PROMPT> Can you retype every one of the lines below word for word, leaving the pictures out?

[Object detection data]
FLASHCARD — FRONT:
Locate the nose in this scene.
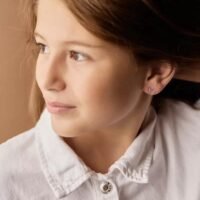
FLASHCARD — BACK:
[43,53,66,91]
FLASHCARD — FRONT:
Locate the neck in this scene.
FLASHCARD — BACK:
[64,97,150,173]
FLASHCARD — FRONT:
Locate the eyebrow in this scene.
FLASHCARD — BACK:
[34,32,103,48]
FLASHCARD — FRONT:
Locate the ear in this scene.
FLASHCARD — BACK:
[143,61,176,95]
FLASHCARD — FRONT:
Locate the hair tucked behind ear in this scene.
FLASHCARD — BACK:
[21,0,200,122]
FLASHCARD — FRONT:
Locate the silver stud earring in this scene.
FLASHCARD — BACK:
[147,87,155,95]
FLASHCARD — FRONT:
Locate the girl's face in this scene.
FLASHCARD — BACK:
[35,0,149,137]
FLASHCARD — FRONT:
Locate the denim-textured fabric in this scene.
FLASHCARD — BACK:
[0,100,200,200]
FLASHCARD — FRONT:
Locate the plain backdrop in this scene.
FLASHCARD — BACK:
[0,0,33,143]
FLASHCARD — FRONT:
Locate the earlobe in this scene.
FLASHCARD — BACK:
[144,61,176,95]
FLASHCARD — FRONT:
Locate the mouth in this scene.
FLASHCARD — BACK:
[46,102,76,114]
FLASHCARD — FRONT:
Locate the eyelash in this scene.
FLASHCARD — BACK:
[36,42,89,62]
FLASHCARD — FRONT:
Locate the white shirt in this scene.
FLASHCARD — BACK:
[0,100,200,200]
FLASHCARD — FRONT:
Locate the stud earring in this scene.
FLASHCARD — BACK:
[147,87,155,95]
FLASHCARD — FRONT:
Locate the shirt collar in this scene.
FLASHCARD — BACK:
[35,108,156,198]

TASK SOLUTION>
FLASHCARD — FRONT:
Locate the nose in this scene.
FLASHCARD — BACK:
[43,53,66,91]
FLASHCARD — FRONT:
Locate the neck in this scene.
FLASHCARD — BACK:
[64,97,150,173]
FLASHCARD — FRONT:
Locate the eyebrow in this scene.
FLASHCARD — BACK:
[34,32,103,48]
FLASHCARD — FRONT:
Locate the ear in this scene.
FLASHCARD — BACK:
[143,61,176,95]
FLASHCARD — FRONT:
Locate the hair tucked behind ear in this scene.
FLASHCARD — BACK:
[21,0,200,122]
FLASHCARD — FRONT:
Locate the silver stud earring in this scene.
FLASHCARD — BACK:
[147,87,155,95]
FLASHCARD — FRONT:
Locate the girl's face in this scene.
FLASHCARD — BACK:
[35,0,149,137]
FLASHCARD — FRONT:
Locate the denim-textured fabric in this scene.
FLASHCARD — BACK:
[0,100,200,200]
FLASHCARD — FRONT:
Locate the plain backdrop in this scene.
FLASHCARD — BACK:
[0,0,33,143]
FLASHCARD — FRONT:
Locate the earlobe in this scene.
FLASHCARD — BACK:
[144,61,176,95]
FLASHCARD — FRONT:
Locate the mouth in this scene.
FLASHCARD — BACK:
[46,102,76,114]
FLASHCARD — FRONT:
Locate the eyelash in this scene.
FLASHCARD — BACK:
[36,42,89,62]
FLASHCARD — FRONT:
Locate the white shirt in this scene.
FLASHCARD — BACK:
[0,100,200,200]
FLASHCARD — FRONT:
Locate the stud earring in this scene.
FLASHCARD — BACK:
[147,87,155,95]
FLASHCARD — FRONT:
Locate the shirt collar in this scene.
FLASHCARD — BACK:
[35,108,156,198]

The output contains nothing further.